◆ Quoted passage
== Segment start ==

The Polokwane High Court has dismissed a R3 million constitutional and grief claim by the family of deceased pupil Michael Komape.
Five-year-old Komape died after falling into a pit latrine at a Chebeng primary school in Limpopo in 2014. The court ordered the Basic Education Department to pay R12 000 towards future counselling for two of the Komape’s younger children.
The case was brought by advocacy group Section27 and the Komape family.
Judgement handed down in the Michael Komape case is as follows.
Claim A for general damages Dismissed.
Claim B for constitutional damages dismissed.
Only costs granted are for medical costs for two of Michael’s siblings. #Justice4Michael.
— SECTION27 (@SECTION27news) April 23, 2018
The ruling has left many shattered. Judge Muller has ordered the department to provide the court with a plan on school sanitation in Limpopo by the end of July.
A list containing names and location of schools in rural areas using pit toilets must also be compiled. In a ruling that took under five minutes, the judge did not provide reasons for dismissing the claim
“First and second respondents are ordered to supply and install at each rural school currently equipped with pit latrines in the Limpopo province with one, a sufficient number of toilets, for each school for the use of children, which are easily accessible, secure and safe, and which promotes privacy and health and hygiene based on assessment of the most suitable hygiene and sanitation technology.”

== Segment end ==

◆ Entries shown
== Segment start ==

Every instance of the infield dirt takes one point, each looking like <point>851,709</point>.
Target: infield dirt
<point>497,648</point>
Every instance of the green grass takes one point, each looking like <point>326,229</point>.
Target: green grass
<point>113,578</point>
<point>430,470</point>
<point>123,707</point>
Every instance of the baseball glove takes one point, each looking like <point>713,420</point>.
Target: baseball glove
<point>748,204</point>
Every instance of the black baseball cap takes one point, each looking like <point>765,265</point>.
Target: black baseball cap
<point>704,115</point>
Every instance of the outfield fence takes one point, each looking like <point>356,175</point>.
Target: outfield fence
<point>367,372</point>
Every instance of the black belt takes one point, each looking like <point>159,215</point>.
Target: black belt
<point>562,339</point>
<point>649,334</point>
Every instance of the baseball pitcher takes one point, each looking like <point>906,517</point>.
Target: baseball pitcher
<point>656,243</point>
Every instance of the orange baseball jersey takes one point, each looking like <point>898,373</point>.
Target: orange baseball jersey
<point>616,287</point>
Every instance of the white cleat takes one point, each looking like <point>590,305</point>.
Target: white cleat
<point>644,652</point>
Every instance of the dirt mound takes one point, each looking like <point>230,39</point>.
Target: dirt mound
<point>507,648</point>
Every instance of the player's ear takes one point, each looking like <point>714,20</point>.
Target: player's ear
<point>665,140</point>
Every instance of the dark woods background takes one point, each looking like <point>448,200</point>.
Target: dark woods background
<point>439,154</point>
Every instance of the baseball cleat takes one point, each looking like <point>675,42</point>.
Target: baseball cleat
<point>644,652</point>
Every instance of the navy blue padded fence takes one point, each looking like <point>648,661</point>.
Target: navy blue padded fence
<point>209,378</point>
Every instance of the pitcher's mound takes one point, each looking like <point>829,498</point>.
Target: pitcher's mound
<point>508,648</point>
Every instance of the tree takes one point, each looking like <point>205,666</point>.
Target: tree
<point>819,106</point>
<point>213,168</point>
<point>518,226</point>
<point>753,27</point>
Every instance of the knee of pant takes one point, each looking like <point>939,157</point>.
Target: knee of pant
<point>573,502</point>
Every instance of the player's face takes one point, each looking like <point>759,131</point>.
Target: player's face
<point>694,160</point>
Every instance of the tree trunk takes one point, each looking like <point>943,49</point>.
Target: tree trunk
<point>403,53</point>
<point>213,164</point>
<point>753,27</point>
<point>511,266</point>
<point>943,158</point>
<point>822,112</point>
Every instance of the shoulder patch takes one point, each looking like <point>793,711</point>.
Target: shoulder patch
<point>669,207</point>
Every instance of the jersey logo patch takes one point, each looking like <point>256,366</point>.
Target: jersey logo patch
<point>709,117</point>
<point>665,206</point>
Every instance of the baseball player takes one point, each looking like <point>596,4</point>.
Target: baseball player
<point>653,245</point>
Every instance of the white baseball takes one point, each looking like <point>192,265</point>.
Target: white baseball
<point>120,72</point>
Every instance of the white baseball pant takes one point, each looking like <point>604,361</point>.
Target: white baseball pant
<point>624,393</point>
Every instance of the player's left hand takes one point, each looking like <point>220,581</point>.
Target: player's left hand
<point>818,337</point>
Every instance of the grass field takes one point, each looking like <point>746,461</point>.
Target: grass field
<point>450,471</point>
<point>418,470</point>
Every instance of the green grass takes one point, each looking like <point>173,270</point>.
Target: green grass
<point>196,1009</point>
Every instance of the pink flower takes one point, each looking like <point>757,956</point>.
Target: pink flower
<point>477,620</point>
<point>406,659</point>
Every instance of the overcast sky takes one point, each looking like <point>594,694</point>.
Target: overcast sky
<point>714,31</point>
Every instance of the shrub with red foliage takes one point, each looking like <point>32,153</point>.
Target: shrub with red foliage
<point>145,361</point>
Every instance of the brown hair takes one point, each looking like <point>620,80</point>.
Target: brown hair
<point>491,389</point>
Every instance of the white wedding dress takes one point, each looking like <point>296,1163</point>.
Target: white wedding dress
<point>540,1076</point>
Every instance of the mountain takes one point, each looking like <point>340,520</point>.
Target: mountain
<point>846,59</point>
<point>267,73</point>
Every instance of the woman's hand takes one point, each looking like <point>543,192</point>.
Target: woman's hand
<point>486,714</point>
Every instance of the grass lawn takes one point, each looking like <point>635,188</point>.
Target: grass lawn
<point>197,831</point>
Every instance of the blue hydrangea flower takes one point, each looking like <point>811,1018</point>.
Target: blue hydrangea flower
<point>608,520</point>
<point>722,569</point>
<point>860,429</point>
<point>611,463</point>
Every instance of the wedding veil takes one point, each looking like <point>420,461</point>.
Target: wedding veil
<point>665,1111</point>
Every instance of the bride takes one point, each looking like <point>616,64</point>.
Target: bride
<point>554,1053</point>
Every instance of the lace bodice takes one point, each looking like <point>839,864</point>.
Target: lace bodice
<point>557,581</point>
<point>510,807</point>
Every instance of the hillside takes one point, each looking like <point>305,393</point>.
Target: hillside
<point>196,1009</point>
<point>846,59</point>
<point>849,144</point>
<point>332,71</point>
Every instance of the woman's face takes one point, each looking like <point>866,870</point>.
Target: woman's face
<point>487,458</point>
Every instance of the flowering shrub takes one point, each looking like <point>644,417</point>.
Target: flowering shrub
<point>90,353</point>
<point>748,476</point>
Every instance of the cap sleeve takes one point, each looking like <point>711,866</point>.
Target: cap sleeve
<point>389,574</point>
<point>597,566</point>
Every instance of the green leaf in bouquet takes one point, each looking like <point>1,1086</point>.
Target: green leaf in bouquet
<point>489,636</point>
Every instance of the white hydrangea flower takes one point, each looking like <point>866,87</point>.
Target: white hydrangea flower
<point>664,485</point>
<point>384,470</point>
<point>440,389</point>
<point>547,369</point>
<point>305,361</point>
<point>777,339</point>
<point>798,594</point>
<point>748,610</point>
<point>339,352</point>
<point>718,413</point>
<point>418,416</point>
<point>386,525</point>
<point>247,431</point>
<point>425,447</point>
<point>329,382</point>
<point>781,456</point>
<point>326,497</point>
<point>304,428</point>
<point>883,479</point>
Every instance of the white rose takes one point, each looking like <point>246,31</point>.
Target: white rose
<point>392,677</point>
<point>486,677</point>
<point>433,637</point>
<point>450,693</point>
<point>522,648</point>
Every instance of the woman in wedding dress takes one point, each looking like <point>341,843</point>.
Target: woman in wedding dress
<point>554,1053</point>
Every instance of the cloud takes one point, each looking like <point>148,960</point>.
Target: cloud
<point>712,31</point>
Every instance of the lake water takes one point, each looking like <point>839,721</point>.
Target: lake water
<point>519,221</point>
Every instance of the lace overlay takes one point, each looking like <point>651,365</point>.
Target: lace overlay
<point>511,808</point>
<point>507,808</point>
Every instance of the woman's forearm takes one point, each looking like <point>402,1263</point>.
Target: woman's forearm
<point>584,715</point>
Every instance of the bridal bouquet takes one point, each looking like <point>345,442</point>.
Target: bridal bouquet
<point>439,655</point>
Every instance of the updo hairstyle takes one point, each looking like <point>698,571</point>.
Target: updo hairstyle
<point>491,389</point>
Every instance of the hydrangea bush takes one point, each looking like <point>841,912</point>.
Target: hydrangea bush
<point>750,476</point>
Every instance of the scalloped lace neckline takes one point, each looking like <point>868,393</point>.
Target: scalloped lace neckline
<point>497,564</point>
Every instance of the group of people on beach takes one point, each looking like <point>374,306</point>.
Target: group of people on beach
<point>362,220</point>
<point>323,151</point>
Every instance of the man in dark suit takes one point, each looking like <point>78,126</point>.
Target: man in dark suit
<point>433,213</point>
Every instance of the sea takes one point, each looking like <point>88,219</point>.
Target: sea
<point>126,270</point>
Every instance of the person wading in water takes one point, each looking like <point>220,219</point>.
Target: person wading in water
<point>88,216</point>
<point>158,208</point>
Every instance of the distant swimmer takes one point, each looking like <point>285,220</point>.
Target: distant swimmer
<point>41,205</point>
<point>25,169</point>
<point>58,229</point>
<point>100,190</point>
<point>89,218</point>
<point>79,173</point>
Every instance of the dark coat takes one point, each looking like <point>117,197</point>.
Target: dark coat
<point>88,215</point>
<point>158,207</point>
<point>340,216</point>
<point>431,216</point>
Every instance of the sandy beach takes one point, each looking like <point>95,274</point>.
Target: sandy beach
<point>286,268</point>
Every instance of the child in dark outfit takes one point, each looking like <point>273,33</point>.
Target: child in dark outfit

== Segment end ==

◆ Tasks
**1.** Translate this sentence from the Komape court report into Spanish: "The case was brought by advocacy group Section27 and the Komape family."
**2.** Please reproduce the passage of the Komape court report that begins at the words "The case was" and stops after "end of July.".
**3.** Using the Komape court report, answer each question:
(a) How old was Michael Komape when he died?
(b) By when must the department give the court a plan on school sanitation in Limpopo?
(c) What amount did the court order the Basic Education Department to pay, and for what?

◆ Numbered answers
**1.** El caso fue presentado por el grupo de defensa Section27 y la familia Komape.

**2.**
The case was brought by advocacy group Section27 and the Komape family.
Judgement handed down in the Michael Komape case is as follows.
Claim A for general damages Dismissed.
Claim B for constitutional damages dismissed.
Only costs granted are for medical costs for two of Michael’s siblings. #Justice4Michael.
— SECTION27 (@SECTION27news) April 23, 2018
The ruling has left many shattered. Judge Muller has ordered the department to provide the court with a plan on school sanitation in Limpopo by the end of July.

**3.**
(a) Five years old.
(b) By the end of July.
(c) R12 000, towards future counselling for two of the Komapes' younger children.